__Problem requirements__: Quote precisely the final stretch of the listing: start at the line containing "For every instance of the sun, put" and stop after the last line.

* start *

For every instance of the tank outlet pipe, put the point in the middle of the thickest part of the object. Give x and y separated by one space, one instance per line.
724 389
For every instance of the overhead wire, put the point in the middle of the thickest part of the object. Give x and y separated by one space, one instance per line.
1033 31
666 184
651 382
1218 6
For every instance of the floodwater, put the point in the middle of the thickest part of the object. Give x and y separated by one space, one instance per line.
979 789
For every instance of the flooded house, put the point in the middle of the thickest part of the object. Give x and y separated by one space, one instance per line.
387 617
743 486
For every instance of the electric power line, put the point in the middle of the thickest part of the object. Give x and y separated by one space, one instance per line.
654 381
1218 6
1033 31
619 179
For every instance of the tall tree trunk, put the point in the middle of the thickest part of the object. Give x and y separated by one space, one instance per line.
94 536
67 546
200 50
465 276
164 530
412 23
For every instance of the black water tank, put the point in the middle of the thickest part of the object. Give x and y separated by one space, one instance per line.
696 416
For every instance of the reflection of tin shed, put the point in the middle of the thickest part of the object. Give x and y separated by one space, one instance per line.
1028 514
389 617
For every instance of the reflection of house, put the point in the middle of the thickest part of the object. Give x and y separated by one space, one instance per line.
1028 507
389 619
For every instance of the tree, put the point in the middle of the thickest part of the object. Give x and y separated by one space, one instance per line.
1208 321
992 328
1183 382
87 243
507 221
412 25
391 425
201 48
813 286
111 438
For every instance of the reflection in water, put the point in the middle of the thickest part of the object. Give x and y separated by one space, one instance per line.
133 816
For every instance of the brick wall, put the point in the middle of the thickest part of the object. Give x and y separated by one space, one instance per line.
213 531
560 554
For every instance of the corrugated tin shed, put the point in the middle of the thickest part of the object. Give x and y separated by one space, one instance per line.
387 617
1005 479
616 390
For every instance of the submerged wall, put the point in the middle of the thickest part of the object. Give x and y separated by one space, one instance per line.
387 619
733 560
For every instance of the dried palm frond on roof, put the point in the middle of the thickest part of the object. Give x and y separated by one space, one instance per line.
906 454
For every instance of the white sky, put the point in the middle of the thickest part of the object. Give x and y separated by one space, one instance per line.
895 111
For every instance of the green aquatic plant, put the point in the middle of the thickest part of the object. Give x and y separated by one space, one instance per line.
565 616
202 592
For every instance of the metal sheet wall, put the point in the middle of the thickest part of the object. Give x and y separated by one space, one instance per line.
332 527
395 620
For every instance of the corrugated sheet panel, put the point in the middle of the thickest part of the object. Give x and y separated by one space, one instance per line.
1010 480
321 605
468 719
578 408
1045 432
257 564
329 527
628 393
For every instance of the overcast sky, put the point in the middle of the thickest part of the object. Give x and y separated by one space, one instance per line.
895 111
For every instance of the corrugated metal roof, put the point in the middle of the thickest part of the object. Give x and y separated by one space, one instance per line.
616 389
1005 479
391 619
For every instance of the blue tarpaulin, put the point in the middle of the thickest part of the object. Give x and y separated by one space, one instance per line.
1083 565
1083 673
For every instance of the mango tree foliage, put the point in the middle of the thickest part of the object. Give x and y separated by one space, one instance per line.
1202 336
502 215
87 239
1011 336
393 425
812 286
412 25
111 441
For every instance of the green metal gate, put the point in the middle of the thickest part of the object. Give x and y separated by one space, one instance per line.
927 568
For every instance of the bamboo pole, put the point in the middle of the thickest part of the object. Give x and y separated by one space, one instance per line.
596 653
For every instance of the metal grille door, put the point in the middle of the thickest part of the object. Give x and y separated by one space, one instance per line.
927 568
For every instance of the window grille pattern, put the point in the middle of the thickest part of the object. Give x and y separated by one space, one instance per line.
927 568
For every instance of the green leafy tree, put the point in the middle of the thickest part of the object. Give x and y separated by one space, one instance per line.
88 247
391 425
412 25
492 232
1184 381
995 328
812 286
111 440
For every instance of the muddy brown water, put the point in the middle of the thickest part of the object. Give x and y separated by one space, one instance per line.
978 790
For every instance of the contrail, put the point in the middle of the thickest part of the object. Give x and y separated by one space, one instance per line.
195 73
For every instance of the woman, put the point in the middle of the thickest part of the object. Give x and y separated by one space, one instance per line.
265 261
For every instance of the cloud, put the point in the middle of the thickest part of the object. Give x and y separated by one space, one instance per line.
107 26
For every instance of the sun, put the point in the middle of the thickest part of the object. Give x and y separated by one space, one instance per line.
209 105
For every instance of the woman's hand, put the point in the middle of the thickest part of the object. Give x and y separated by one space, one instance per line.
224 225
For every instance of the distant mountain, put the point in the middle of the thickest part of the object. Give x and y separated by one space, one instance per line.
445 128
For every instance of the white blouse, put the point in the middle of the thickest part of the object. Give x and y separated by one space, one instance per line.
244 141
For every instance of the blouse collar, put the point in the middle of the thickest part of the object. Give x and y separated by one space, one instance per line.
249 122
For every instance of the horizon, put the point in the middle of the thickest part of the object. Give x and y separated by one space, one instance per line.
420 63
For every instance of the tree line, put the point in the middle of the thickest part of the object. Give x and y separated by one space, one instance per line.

* end *

__Reply__:
For every instance of the sun, put the point in the middle of the thickest part of the object. Give x and y separated by one space, one instance per line.
209 105
For every instance of the woman's hand, put the point in the middle of the thickest part of the object. Give x and y separated by one space, one instance per line.
224 225
For every instance of the distant mountain, put the point in the middle of the thickest part of the object. Give x and y separated by one space, one instance per line.
445 128
For every instance of the white blouse, put the point in the middle of the thickest part of the object. Give x and y separated by one space, one instance per line.
244 141
For every instance of the blouse collar, put the point in the middle of the thickest part of the object. Give x and y separated by one space, one instance per line.
249 122
For every instance of the horizon, put the point in the middle of the thickest part of the object. Give x and y separated by one space, one instance per line.
420 63
For every instance of the tree line, put the point in the middle of the thickest part of the object. Give x and y separated by one space, one instance per line.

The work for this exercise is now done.